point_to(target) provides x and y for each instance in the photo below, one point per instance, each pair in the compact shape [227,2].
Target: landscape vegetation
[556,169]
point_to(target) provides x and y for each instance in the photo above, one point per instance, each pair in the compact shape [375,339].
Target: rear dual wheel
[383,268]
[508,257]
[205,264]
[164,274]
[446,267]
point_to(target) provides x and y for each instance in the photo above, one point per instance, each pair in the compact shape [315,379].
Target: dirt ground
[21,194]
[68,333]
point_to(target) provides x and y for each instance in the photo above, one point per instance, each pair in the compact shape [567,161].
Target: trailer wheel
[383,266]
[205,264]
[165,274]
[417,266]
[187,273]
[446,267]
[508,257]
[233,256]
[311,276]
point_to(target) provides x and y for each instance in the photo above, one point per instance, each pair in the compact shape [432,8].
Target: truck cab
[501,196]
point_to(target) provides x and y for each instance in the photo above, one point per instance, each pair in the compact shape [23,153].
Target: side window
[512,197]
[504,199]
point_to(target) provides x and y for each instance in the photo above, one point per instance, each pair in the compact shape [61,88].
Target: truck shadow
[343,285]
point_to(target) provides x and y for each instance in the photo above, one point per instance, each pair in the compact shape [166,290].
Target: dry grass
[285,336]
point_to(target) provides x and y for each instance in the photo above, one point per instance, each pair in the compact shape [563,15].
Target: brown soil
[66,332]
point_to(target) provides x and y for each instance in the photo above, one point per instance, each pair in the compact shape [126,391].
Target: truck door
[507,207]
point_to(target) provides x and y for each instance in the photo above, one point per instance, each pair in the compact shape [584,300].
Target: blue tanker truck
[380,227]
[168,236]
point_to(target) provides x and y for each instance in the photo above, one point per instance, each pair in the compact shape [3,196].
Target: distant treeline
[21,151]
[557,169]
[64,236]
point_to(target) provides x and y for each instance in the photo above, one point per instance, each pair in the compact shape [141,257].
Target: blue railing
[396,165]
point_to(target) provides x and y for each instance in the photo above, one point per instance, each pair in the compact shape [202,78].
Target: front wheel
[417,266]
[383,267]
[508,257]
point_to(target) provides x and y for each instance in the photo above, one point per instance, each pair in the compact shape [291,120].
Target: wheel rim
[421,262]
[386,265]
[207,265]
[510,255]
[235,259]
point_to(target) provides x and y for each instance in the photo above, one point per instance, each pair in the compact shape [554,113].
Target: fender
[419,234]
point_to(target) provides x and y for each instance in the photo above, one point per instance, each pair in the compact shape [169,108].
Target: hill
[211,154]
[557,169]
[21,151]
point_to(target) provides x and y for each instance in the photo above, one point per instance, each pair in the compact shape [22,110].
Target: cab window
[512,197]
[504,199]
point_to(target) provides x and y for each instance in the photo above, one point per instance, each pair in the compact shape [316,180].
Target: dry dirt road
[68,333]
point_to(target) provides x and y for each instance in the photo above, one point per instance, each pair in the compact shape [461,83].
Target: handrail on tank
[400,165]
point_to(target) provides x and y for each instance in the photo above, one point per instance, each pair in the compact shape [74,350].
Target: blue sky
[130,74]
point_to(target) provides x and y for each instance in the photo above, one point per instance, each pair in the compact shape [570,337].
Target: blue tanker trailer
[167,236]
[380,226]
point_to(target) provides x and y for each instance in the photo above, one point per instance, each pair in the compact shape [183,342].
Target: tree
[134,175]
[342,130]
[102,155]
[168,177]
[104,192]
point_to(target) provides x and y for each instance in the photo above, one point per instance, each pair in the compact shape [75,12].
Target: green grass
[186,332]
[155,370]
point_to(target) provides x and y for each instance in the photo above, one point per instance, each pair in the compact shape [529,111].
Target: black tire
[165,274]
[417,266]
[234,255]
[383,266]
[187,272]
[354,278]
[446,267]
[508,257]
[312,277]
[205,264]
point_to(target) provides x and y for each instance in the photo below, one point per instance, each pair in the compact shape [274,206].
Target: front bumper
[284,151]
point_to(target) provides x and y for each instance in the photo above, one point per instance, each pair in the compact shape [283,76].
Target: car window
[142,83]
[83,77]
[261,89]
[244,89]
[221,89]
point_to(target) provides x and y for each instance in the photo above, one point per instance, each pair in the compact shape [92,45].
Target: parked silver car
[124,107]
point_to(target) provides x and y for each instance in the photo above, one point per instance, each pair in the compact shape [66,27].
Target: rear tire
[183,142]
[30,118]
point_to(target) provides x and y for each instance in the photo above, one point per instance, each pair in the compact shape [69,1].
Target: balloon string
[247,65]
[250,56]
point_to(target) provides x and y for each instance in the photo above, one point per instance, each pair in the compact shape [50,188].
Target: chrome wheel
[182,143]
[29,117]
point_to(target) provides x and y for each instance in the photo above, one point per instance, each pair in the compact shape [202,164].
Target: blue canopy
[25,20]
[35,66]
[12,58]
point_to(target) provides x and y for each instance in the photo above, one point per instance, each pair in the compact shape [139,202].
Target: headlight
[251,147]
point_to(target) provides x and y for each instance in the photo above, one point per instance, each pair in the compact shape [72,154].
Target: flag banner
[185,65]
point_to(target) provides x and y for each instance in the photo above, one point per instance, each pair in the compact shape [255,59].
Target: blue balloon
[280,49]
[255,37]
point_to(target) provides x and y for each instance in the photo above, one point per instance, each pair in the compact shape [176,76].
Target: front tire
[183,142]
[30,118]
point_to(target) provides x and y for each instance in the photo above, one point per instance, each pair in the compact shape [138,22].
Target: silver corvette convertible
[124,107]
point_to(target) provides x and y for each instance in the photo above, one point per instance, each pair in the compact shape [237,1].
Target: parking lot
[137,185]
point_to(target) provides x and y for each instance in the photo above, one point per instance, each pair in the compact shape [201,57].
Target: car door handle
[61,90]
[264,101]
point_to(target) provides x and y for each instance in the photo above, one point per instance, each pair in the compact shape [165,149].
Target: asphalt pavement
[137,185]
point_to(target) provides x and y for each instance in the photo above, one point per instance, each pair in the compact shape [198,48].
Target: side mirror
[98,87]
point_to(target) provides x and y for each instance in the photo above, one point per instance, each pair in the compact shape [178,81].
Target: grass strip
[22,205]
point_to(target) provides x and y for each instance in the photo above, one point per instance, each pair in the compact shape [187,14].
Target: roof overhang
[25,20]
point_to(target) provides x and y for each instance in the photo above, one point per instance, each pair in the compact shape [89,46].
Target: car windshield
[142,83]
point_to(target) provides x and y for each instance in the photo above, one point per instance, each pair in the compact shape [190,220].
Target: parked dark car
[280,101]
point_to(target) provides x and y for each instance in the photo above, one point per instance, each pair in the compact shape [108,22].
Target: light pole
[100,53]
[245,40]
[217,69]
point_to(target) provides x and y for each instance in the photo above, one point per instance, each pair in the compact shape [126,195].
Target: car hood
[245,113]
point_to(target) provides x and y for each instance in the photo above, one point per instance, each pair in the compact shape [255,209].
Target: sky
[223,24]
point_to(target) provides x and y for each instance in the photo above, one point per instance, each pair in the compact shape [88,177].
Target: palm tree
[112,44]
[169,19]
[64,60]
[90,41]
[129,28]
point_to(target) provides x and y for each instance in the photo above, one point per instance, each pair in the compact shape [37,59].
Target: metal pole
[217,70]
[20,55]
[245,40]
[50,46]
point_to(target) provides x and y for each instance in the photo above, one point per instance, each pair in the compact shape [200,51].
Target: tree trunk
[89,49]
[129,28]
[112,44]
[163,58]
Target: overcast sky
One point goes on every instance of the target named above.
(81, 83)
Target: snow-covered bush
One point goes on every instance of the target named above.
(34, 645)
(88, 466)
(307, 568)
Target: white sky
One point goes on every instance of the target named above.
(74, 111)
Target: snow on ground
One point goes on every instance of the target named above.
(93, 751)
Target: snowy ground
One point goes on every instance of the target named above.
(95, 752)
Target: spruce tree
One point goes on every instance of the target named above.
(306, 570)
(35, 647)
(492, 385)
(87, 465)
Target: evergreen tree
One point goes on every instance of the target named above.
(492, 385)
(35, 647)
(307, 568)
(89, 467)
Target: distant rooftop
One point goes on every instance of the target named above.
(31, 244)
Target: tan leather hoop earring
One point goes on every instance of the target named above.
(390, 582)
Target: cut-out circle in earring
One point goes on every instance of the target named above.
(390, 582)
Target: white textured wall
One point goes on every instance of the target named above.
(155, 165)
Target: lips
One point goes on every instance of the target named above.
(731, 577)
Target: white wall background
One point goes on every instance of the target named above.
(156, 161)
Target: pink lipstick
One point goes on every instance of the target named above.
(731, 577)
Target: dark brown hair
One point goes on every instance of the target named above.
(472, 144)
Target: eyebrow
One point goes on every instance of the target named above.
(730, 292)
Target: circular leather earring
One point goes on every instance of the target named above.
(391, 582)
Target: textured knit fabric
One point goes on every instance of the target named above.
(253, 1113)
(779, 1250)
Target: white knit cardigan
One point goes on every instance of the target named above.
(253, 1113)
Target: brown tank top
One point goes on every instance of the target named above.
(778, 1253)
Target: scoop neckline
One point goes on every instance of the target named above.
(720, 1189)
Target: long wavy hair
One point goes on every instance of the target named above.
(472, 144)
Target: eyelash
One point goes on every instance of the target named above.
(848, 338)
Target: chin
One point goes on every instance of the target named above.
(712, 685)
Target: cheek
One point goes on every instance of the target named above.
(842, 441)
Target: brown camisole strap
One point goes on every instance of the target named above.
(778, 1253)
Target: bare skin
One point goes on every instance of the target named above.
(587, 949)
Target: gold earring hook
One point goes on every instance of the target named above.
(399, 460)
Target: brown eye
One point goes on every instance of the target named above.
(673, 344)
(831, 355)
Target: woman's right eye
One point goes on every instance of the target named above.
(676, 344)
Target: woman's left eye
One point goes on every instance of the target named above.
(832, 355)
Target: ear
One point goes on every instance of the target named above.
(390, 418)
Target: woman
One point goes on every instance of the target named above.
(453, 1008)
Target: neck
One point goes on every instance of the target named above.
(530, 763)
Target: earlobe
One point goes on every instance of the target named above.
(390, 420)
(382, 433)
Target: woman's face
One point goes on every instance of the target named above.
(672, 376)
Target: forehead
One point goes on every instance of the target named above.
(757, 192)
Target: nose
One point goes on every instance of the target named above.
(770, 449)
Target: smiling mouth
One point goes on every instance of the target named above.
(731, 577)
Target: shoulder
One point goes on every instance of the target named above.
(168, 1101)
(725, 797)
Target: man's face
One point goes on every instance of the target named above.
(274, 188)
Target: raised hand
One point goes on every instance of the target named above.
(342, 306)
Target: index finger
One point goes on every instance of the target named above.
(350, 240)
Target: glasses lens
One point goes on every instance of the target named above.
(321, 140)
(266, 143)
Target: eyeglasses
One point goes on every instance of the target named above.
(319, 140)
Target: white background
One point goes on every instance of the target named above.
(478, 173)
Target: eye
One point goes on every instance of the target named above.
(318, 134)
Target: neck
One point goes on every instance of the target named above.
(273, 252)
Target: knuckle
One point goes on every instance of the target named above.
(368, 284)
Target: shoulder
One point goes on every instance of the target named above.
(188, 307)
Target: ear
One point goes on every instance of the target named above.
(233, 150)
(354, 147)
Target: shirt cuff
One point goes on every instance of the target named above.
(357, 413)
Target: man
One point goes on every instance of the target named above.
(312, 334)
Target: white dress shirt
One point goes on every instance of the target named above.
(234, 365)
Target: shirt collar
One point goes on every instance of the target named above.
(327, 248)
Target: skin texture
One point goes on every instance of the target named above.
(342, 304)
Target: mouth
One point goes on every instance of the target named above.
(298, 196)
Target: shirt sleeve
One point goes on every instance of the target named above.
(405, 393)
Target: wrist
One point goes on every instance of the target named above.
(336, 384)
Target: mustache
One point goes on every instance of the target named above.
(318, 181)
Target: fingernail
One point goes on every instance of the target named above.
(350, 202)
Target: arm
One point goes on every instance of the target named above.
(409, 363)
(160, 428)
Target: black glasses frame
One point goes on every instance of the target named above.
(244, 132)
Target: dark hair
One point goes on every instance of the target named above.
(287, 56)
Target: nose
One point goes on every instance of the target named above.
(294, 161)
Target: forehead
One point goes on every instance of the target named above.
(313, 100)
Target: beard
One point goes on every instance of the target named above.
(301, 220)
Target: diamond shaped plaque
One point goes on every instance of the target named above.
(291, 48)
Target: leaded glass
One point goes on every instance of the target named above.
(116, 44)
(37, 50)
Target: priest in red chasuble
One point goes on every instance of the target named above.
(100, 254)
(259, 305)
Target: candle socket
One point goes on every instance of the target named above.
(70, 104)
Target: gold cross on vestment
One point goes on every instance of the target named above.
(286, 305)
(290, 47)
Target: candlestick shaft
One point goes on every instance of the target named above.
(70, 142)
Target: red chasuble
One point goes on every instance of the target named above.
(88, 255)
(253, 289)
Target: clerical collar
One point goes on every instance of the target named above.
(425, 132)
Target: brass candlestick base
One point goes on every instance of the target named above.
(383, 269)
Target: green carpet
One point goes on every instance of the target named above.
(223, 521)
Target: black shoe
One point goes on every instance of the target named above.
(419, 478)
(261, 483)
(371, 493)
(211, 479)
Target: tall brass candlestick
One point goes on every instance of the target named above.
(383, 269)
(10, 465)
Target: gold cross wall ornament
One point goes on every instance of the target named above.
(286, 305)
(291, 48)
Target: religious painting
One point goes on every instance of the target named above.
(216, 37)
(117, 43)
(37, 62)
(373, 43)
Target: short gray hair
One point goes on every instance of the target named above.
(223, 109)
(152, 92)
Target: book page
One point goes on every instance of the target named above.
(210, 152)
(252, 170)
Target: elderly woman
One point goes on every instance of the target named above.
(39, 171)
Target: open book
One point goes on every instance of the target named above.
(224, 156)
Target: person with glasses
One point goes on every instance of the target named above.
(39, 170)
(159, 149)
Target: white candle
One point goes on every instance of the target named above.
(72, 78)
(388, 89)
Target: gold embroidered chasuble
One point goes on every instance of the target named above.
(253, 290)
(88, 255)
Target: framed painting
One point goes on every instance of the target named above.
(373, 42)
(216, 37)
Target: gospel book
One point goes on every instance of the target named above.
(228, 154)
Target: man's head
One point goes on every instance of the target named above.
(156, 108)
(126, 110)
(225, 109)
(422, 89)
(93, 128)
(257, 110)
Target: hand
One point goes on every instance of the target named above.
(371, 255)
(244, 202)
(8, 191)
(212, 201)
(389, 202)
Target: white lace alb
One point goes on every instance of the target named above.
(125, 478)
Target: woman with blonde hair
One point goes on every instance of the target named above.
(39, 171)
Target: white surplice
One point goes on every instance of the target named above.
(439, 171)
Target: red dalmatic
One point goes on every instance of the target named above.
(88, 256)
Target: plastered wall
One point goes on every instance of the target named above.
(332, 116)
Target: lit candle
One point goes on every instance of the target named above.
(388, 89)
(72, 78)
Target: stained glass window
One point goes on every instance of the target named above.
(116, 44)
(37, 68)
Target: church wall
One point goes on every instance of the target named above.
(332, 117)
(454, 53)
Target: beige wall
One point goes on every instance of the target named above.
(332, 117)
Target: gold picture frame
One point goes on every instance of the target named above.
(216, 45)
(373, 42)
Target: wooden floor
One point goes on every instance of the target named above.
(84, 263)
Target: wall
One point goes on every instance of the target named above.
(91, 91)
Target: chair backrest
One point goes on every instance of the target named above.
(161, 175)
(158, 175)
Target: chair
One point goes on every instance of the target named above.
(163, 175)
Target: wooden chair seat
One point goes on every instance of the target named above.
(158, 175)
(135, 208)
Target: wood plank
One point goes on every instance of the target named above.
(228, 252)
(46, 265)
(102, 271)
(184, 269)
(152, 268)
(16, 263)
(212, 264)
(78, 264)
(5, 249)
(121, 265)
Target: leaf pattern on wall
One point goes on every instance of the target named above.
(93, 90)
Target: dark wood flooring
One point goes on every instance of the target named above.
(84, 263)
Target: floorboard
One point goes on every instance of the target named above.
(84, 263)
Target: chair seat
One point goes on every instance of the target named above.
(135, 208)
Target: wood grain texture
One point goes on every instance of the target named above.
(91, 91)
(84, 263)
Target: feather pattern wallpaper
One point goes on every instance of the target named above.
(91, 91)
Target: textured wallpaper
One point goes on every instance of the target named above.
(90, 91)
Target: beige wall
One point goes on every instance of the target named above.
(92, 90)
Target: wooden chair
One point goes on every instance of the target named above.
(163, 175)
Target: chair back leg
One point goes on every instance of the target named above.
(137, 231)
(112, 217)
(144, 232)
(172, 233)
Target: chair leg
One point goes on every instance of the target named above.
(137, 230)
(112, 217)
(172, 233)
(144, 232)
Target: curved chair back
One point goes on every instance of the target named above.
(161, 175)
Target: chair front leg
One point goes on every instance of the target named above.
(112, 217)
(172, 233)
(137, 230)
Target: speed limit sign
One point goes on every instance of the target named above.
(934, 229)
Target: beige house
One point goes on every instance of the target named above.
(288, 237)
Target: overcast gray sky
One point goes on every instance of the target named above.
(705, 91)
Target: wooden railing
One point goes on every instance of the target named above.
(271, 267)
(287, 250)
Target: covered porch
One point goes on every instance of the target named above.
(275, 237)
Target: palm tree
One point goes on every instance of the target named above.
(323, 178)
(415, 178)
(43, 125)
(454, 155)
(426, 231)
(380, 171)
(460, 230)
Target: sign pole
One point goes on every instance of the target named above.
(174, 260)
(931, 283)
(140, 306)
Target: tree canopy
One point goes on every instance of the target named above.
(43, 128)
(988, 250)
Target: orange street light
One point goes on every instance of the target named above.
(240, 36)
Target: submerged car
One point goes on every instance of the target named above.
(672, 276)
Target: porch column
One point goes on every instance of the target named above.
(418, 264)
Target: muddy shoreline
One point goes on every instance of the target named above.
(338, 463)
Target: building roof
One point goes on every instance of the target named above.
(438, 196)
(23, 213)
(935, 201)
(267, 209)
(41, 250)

· · · · · · ·

Activity
Restate verbatim the first line above and all lines after it through the line containing "compact shape [375,339]."; omit the rest.

Written reply
point_to(target) provides x and y for each instance in the photo below, one point per instance, each pair in the compact shape [227,2].
Target: landscape vegetation
[556,169]
point_to(target) provides x and y for each instance in the photo above, one point per instance, each pair in the compact shape [375,339].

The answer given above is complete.